• [STATED EXERCISE]:
Copy the items word for word, from their first line through the line that contains "192L122 194L126 192ZM322", with both of those lines included.

• [RECORDS FOR THIS TASK]:
▽
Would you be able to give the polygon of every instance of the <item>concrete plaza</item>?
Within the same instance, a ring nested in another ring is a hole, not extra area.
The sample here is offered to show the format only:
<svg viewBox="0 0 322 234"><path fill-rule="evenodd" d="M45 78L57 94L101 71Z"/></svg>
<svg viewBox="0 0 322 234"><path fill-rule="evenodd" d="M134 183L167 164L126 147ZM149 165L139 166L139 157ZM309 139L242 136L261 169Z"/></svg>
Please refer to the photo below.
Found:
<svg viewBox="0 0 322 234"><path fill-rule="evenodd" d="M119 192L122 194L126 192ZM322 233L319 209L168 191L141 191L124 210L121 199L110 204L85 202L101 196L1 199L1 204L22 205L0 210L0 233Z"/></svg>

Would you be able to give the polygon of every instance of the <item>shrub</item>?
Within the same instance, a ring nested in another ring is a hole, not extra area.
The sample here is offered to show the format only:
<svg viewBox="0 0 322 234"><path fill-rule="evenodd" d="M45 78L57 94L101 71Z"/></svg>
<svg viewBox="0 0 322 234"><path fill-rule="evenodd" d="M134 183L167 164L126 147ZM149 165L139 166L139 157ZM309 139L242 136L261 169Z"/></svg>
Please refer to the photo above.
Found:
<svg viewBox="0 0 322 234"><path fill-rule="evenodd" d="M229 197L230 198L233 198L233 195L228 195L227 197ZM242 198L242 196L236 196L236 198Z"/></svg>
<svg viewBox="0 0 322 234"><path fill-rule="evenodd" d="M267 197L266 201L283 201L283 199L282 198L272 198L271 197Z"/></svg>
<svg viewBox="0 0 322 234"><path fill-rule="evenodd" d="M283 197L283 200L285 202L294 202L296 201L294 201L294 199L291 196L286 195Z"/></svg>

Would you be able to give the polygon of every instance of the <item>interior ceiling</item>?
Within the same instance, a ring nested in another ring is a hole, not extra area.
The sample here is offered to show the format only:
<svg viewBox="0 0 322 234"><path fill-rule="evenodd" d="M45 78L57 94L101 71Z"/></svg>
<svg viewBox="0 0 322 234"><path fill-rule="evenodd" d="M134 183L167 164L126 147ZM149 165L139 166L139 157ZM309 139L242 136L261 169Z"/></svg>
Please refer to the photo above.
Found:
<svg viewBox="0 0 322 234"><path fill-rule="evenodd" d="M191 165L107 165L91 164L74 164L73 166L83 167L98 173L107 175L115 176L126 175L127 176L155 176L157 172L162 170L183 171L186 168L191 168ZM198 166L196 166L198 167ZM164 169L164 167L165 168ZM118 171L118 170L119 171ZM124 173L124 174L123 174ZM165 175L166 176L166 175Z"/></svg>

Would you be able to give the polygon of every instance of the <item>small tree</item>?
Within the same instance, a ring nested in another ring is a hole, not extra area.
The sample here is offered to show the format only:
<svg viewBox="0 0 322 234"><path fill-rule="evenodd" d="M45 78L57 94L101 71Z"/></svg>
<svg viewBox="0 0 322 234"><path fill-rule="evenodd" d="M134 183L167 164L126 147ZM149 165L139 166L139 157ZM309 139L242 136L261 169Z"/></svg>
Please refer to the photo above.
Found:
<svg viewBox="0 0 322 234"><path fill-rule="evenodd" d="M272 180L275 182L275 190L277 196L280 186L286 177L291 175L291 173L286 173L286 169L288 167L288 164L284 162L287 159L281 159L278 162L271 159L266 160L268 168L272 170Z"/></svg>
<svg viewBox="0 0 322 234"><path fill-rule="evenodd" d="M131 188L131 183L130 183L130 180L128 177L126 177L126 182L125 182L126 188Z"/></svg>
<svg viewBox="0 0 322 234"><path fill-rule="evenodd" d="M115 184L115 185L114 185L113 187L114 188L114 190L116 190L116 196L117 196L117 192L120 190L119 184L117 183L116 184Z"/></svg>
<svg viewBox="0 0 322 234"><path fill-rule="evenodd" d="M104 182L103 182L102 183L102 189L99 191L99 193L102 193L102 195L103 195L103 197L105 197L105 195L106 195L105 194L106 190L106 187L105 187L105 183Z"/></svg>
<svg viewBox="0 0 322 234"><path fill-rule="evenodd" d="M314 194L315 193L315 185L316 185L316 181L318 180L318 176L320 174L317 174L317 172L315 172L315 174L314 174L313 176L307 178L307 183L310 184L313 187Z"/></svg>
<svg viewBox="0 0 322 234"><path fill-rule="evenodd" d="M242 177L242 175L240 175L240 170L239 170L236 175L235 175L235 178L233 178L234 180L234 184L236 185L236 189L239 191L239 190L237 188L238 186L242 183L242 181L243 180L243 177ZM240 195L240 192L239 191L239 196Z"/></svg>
△
• [OUTPUT BELOW]:
Would you be able to give the polygon of every instance of the <item>concrete plaza</item>?
Within the same instance, a ring nested in another ring is a hole, not extra area.
The sample here is offered to show the format only:
<svg viewBox="0 0 322 234"><path fill-rule="evenodd" d="M45 78L57 94L101 71Z"/></svg>
<svg viewBox="0 0 322 234"><path fill-rule="evenodd" d="M134 183L167 164L126 147ZM149 165L139 166L139 157ZM309 139L242 136L261 169Z"/></svg>
Please refer to the photo below.
Found:
<svg viewBox="0 0 322 234"><path fill-rule="evenodd" d="M119 192L122 194L126 192ZM322 233L319 209L168 191L141 191L124 210L121 199L110 204L85 202L101 196L1 199L1 204L22 205L0 210L0 233Z"/></svg>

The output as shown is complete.